=== Task directions ===
Every line below must be reproduced exactly. Copy them all.

(Named object pointing entries)
□ □ □
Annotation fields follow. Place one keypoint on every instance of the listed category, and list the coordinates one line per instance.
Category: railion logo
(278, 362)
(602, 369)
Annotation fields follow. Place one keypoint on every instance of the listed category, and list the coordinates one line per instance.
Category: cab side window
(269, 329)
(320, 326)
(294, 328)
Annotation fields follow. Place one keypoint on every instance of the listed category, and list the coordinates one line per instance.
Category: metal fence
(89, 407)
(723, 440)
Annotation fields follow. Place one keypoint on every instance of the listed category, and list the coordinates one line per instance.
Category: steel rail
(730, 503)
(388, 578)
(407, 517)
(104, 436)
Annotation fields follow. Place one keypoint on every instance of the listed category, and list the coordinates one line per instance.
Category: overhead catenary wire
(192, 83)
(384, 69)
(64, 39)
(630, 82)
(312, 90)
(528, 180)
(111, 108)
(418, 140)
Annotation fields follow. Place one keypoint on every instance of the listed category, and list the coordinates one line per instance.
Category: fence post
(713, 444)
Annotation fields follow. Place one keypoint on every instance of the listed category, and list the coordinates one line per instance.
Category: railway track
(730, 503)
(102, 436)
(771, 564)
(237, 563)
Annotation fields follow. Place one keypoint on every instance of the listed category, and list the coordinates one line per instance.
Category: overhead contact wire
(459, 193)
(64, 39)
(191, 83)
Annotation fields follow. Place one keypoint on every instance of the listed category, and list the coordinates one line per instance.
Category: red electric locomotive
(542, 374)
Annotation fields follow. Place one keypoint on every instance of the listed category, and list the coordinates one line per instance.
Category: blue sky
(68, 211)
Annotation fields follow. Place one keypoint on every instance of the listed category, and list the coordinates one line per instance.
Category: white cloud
□ □ □
=== Exercise solution ===
Annotation fields follow. Place one keypoint on every instance of the listed category, and list the coordinates one line per instance.
Category: railion logo
(278, 362)
(602, 369)
Annotation fields follow. Place one keypoint on every instance of the listed category, and list the coordinates one line per instance.
Category: cab side window
(269, 329)
(320, 326)
(294, 328)
Annotation fields follow. Place one keypoint on every instance of the listed category, and list the coordinates one line per instance.
Category: metal fence
(89, 407)
(723, 440)
Annotation fields follow. Place one keypoint on every instance of the listed category, and list the coordinates one line per instance.
Category: steel rail
(730, 503)
(388, 578)
(407, 517)
(104, 436)
Annotation fields follow. Place one keypoint on every instance of the listed category, and list the coordinates one line per instance.
Category: overhead catenary wire
(192, 83)
(384, 69)
(64, 39)
(630, 82)
(312, 90)
(528, 180)
(111, 108)
(418, 140)
Annotation fields follow. Place one keypoint on every instance of the listed category, and list the coordinates one line per instance.
Category: fence post
(713, 444)
Annotation fields follow. Place one keypoint on every instance of the listed category, and list the coordinates one line per instance.
Category: railway track
(730, 503)
(102, 436)
(771, 564)
(237, 563)
Annotation fields follow. Place one keypoint on every instance of the listed category, and list the coordinates one line per instance.
Category: overhead contact wire
(459, 193)
(64, 39)
(191, 83)
Annotation fields follow. Place one keypoint on every instance of the listed category, and list the coordinates one line per instance.
Category: red electric locomotive
(542, 374)
Annotation fields follow. Place one keypoint on every instance of the listed category, and list the coordinates one line per instance.
Category: blue sky
(68, 211)
Annotation fields follow. Place one keypoint on every instance of the listed category, and list the coordinates one line per instance.
Category: white cloud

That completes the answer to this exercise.